Compiti:
1. Nel brano su Ussita, quale ordinanza ha modificato ben 14 ordinanze precedenti?
2. Elenca i numeri delle ordinanze osservate dalla Corte dei conti che compaiono nel brano su Ussita.
3. Continua il brano su Ussita partendo dopo la sua ultima frase.

Brano del documento:

L’incontro fortemente voluto perché a Ussita scelte incaute hanno portato al fallimento delle giunte comunali. I risultati sono sotto i vostri occhi. Una ricostruzione che non decolla. Né possiamo aspettarci molto da una gestione commissariale in comune. Nei giorni scorsi è atterrato e passato il Presidente del Consiglio, peraltro senza neppure fermarsi ad incontrare la popolazione che vive nelle casette SAE, ma nell’incontro di Castello, molti comuni hanno fatto sentire la loro voce, ma il Comune di Ussita era afono del rappresentante della comunità. Non può essere un rappresentante prefettizio capace di richiamare e risolvere i problemi che sono di tutta evidenza.
Che dire poi di un incontro che è stato silenziato, nel senso che la stampa non è stata ammessa ad ascoltare le prese di posizioni dei sindaci, quali rappresentanti delle comunità.
Sono molte le cose che non vanno.
La nomina a Presidente del Parco dei Sibillini di un docente universitario specializzato in veterinaria non ci entusiasma, quasi che si volesse privilegiare l’ambiente animale con lupi, orsi, cinghiali ad una visione antropologica del parco favorendone uno sviluppo in cui la persona umana sia protagonista. Siamo allo sviluppo imposto e non partecipato o proposto. Si afferma la mera conservazione senza un nuovo sviluppo che porti ad funzione razionale e antropologia delle risorse umane. Quale è il ruolo delle comunità. Azioni utili tra chi vie in montagna, chi vive di montagna e chi vive per la montagna.
E’ stata richiamata la legge per la montagna del 94 che trova un ancoraggio nell’articolo 44 comma 2 della Costituzione per iniziativa di quel grande costituente che fu Gortiani di Tolmezzo un geologo, passato alla storia non certo come Farabollini che ha atteso 10 mesi per nominare della commissione di esperti, il cts.
Per non parlare delle ordinanze osservate dalla Corte dei conti, la 80, 84, 85,86 autentico capolavoro della burocrazia, di cui sono state chieste modifiche tanto è che il commissario ha dovuto sospendere. La ordinanza 80 modificava ben 14 ordinanze precedenti a cominciare dalla 4 del novembre 2016, revisionata una decina di volte. Non stiamo scherzando. Questo è il pasticcio cui di troviamo dinanzi. Dobbiamo ringraziare Mario Sensini e Sibilla on line per l’accuratezza con cui indaga sul terremoto.

Estratto dei dati:
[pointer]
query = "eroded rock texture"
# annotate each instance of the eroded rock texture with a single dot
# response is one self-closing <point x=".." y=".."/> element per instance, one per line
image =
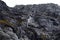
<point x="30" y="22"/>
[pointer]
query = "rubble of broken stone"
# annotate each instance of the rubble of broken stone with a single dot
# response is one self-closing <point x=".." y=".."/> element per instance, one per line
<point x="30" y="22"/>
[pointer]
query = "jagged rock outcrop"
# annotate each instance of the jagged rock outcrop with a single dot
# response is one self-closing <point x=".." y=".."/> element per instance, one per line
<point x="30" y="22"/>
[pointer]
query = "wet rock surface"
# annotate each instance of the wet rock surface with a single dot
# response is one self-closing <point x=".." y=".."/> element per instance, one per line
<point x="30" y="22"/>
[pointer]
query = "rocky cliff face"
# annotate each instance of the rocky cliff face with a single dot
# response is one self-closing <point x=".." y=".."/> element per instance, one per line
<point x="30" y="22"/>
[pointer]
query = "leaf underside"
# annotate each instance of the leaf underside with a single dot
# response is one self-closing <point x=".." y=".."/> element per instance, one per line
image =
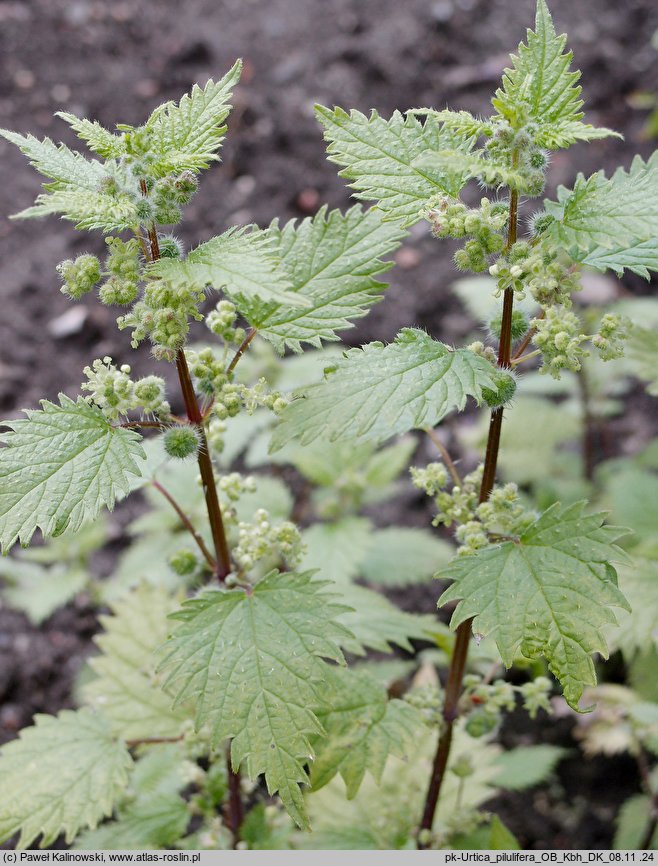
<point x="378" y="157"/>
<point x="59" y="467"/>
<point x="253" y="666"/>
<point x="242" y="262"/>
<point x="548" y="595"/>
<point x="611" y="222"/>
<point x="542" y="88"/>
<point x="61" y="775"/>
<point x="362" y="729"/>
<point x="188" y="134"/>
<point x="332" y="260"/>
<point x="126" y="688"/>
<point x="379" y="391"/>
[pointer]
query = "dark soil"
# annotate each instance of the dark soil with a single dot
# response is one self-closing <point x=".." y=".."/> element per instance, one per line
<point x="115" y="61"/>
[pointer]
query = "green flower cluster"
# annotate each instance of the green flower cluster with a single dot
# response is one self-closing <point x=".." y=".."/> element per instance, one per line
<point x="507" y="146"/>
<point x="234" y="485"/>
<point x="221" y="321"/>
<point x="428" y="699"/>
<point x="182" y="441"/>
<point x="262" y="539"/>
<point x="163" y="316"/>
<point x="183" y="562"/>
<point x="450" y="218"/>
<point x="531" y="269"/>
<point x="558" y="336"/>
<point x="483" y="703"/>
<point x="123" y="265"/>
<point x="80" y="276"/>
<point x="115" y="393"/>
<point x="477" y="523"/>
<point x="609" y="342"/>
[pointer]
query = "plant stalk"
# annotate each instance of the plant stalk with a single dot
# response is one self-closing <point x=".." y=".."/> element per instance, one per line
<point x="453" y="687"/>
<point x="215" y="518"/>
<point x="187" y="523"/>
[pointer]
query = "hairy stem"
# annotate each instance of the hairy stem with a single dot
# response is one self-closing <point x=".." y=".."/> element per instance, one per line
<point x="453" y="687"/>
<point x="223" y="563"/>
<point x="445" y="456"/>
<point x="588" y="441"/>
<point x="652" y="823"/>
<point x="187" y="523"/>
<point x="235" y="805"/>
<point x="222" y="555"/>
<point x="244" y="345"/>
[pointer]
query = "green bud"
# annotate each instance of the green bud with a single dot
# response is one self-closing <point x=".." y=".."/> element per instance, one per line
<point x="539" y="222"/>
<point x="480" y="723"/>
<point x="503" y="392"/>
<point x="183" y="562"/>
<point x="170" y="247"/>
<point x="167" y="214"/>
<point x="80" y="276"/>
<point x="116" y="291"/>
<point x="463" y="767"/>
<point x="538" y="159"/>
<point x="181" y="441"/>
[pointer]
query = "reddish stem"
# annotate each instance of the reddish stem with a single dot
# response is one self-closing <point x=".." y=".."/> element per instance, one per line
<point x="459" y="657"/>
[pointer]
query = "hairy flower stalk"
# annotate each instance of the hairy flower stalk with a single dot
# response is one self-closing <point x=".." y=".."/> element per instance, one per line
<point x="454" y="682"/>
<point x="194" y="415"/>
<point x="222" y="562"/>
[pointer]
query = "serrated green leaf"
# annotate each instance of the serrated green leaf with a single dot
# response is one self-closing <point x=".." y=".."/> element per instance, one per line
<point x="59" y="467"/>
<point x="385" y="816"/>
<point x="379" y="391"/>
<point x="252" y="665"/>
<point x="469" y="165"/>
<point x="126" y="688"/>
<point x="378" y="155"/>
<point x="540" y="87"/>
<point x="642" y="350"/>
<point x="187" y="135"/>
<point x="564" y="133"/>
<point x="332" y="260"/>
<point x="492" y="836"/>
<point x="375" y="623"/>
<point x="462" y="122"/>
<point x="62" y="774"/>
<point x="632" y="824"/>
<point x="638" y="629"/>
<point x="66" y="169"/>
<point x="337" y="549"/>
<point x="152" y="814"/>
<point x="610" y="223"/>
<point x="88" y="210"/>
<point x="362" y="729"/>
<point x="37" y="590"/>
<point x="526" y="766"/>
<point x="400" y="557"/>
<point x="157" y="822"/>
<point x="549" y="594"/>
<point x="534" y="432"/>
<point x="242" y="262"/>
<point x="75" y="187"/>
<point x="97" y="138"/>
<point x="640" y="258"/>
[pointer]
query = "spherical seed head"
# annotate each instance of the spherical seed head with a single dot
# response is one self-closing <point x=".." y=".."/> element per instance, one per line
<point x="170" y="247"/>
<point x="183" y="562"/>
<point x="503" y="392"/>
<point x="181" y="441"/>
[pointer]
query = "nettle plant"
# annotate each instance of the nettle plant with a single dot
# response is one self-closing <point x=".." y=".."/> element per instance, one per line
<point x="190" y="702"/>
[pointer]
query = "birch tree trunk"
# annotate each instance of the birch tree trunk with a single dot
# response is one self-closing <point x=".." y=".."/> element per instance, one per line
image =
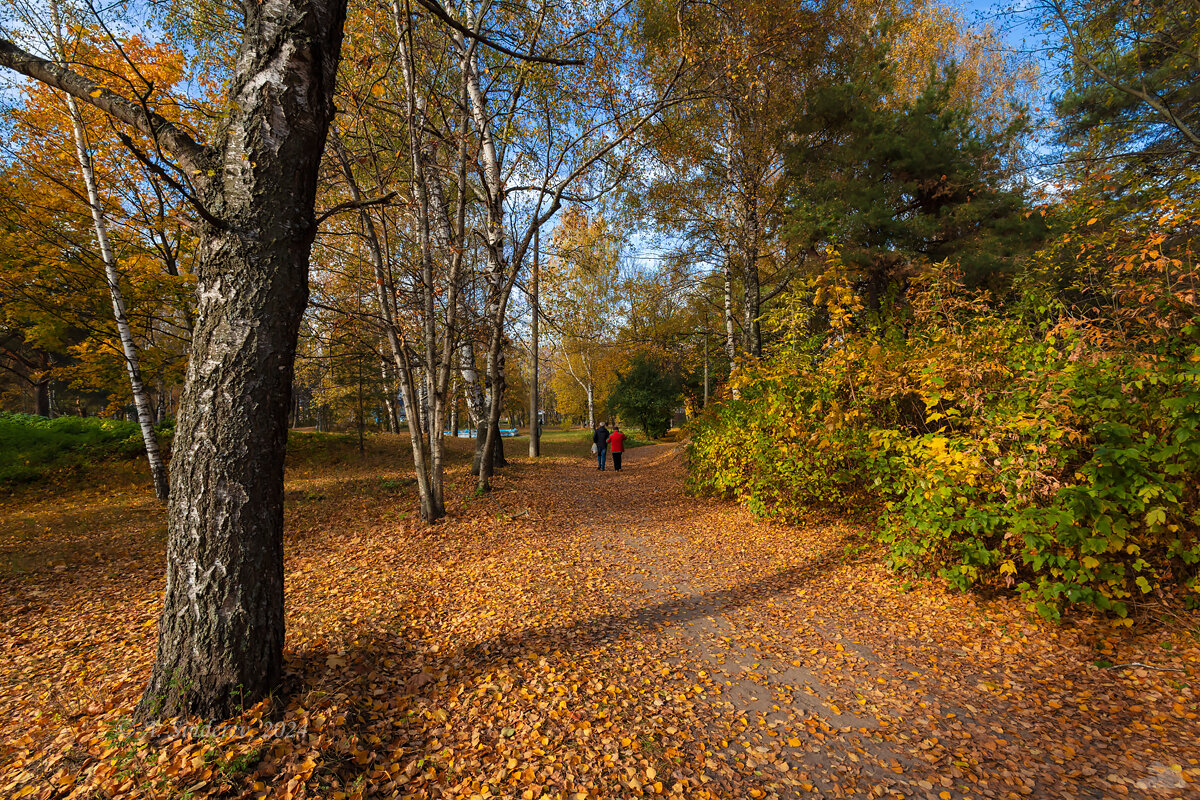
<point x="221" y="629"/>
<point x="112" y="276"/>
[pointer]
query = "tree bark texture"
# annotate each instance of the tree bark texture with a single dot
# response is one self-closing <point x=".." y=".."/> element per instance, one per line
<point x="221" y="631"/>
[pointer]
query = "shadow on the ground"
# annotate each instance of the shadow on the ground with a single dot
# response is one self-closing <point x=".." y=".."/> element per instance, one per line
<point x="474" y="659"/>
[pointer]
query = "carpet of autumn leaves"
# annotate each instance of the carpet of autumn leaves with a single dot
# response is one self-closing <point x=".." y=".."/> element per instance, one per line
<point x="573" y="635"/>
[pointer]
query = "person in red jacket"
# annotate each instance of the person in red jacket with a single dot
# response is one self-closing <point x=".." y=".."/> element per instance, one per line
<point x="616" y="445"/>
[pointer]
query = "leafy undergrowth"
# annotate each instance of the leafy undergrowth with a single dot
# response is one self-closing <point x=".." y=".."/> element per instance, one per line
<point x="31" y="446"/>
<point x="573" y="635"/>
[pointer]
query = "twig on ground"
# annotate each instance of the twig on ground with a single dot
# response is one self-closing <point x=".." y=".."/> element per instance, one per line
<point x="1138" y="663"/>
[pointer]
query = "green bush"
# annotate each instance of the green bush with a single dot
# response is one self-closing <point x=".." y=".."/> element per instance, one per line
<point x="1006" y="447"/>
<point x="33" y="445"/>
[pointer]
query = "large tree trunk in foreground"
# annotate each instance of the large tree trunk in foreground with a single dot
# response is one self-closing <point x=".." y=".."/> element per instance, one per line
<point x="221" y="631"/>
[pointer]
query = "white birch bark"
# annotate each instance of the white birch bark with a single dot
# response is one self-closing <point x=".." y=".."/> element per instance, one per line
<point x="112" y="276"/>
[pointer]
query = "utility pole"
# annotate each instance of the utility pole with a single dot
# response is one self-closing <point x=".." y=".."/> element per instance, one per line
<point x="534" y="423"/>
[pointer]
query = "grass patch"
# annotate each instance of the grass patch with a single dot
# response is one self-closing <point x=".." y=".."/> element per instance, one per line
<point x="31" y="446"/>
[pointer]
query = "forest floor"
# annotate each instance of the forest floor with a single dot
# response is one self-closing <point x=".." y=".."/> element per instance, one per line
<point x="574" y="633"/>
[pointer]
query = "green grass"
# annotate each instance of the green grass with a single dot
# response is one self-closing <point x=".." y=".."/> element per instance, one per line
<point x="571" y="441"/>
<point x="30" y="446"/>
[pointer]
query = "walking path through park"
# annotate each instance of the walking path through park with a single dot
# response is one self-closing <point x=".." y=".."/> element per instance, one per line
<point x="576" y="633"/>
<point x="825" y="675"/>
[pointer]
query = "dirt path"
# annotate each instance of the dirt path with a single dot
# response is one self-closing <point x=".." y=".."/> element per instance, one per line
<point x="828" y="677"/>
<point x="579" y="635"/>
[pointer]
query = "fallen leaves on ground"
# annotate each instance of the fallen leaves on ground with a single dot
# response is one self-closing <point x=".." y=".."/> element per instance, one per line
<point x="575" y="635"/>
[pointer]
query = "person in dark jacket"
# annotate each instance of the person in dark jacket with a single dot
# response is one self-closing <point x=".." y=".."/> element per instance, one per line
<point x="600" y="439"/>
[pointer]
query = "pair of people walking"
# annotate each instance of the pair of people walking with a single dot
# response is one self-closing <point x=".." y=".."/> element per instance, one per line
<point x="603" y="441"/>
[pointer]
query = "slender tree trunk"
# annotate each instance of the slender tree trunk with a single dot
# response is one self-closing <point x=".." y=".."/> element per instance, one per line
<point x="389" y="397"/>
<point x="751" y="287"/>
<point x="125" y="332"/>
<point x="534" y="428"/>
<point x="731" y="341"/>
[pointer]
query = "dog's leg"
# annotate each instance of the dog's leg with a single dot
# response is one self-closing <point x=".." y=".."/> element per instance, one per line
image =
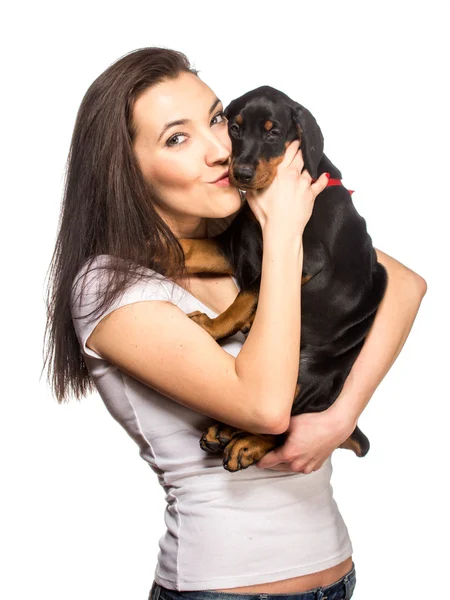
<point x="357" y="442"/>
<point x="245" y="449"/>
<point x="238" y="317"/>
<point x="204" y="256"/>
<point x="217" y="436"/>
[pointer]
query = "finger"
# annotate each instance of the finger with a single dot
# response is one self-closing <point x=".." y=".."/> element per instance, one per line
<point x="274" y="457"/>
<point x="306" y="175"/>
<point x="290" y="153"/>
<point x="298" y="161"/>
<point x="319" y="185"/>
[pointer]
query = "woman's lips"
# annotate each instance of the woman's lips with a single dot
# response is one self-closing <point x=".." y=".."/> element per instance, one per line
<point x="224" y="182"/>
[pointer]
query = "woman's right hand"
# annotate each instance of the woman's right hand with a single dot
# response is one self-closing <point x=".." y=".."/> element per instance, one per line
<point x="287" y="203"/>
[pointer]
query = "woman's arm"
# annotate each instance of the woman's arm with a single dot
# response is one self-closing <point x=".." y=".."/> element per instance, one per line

Soluzioni:
1. L'ordinanza 80.

2. 80, 84, 85, 86

3.
La zona franca va benissimo ma è a un livello di governo nazionale e comunitario che finisce per appartenere al libro dei sogni.
L’opacità del sito dell’Ufficio Speciale Ricostruzione è di tutta evidenza. Non è stata fatta una distinzione reale per province, ma dentro Macerata hanno inserito Ancona e Pesaro Urbino e dentro Ascoli, la provincia di Fermo. Quasi a volere nascondere qualcosa.
Non vengono indicati quotidianamente i progetti approvati così da vedere il reale stato di avanzamento. Perché non viene messo un contatore dinamico delle pratiche, dei finanziamenti, del volume finanziario del validato e di quanto resta.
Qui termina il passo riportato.